··· Recorded information ···

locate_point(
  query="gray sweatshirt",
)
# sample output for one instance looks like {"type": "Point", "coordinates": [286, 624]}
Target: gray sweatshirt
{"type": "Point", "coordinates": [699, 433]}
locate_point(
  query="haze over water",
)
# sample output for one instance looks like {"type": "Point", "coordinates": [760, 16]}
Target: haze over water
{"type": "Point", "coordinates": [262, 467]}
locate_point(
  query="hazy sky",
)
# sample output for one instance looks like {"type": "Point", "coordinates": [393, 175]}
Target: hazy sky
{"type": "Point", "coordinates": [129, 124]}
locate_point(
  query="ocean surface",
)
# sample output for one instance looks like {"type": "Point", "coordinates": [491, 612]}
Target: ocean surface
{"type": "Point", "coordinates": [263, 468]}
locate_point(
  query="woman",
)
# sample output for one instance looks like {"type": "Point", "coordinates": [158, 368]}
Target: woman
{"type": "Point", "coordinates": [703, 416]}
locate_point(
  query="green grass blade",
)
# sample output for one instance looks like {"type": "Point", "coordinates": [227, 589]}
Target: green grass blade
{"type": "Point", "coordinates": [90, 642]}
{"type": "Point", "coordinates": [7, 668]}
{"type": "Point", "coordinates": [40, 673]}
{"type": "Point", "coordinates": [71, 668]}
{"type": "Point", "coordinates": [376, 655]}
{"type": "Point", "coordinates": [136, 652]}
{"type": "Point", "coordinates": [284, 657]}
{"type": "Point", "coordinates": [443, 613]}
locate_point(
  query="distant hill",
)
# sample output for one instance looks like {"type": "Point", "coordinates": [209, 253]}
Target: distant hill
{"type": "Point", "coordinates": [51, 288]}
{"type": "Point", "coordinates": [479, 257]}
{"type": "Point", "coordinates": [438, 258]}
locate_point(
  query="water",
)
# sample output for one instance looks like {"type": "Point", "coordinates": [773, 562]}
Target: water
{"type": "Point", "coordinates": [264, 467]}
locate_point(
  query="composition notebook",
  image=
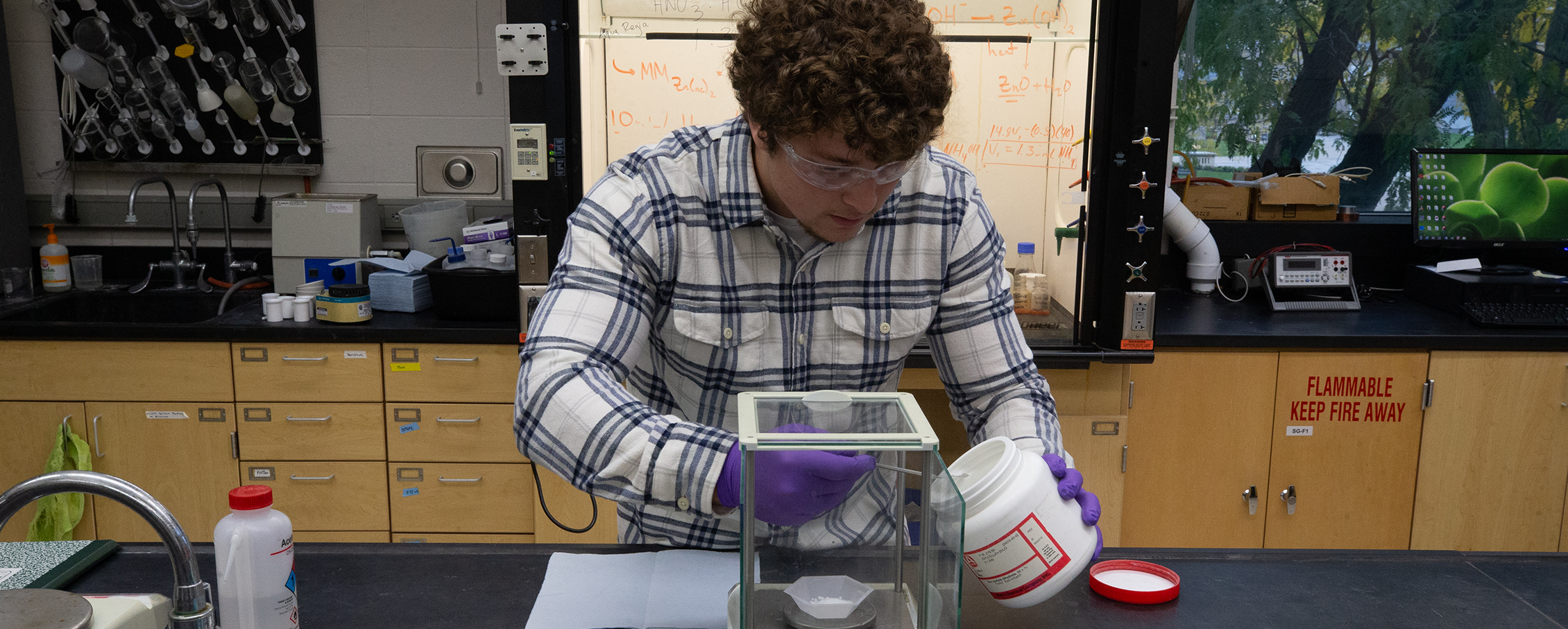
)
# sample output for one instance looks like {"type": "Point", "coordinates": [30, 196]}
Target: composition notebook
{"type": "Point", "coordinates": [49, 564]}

···

* **The problem**:
Pictures stay out of the copy; print the material above exactly.

* **Solved problem**:
locate_point(
  query="gray sweatshirt",
)
# sample output for one instance looks like {"type": "Point", "coordinates": [286, 624]}
Target: gray sweatshirt
{"type": "Point", "coordinates": [699, 433]}
locate_point(
  query="haze over water",
)
# sample output for one instance looks like {"type": "Point", "coordinates": [760, 16]}
Target: haze over water
{"type": "Point", "coordinates": [262, 467]}
locate_point(
  query="hazy sky",
)
# sample output for one instance looks like {"type": "Point", "coordinates": [393, 175]}
Target: hazy sky
{"type": "Point", "coordinates": [129, 124]}
locate_point(
  query="ocean surface",
)
# sample output for one instance looks like {"type": "Point", "coordinates": [491, 612]}
Target: ocean surface
{"type": "Point", "coordinates": [263, 468]}
locate_point(
  query="woman",
)
# sample output for one instance looks like {"type": "Point", "coordinates": [158, 368]}
Target: woman
{"type": "Point", "coordinates": [703, 416]}
locate_point(
  query="green grass blade",
)
# sample output for one instance looks like {"type": "Point", "coordinates": [227, 589]}
Target: green grass blade
{"type": "Point", "coordinates": [90, 642]}
{"type": "Point", "coordinates": [7, 668]}
{"type": "Point", "coordinates": [40, 673]}
{"type": "Point", "coordinates": [71, 668]}
{"type": "Point", "coordinates": [376, 655]}
{"type": "Point", "coordinates": [136, 652]}
{"type": "Point", "coordinates": [284, 657]}
{"type": "Point", "coordinates": [443, 613]}
locate_point(
  query="distant hill",
)
# sample output for one instance looks like {"type": "Point", "coordinates": [209, 253]}
Target: distant hill
{"type": "Point", "coordinates": [51, 288]}
{"type": "Point", "coordinates": [479, 257]}
{"type": "Point", "coordinates": [438, 258]}
locate_point(
  query="water",
)
# sample output for one instance looks like {"type": "Point", "coordinates": [773, 562]}
Target: water
{"type": "Point", "coordinates": [264, 467]}
locate_point(
  query="composition notebook",
  image=
)
# sample output for one instance looks like {"type": "Point", "coordinates": [30, 196]}
Target: composition notebook
{"type": "Point", "coordinates": [49, 564]}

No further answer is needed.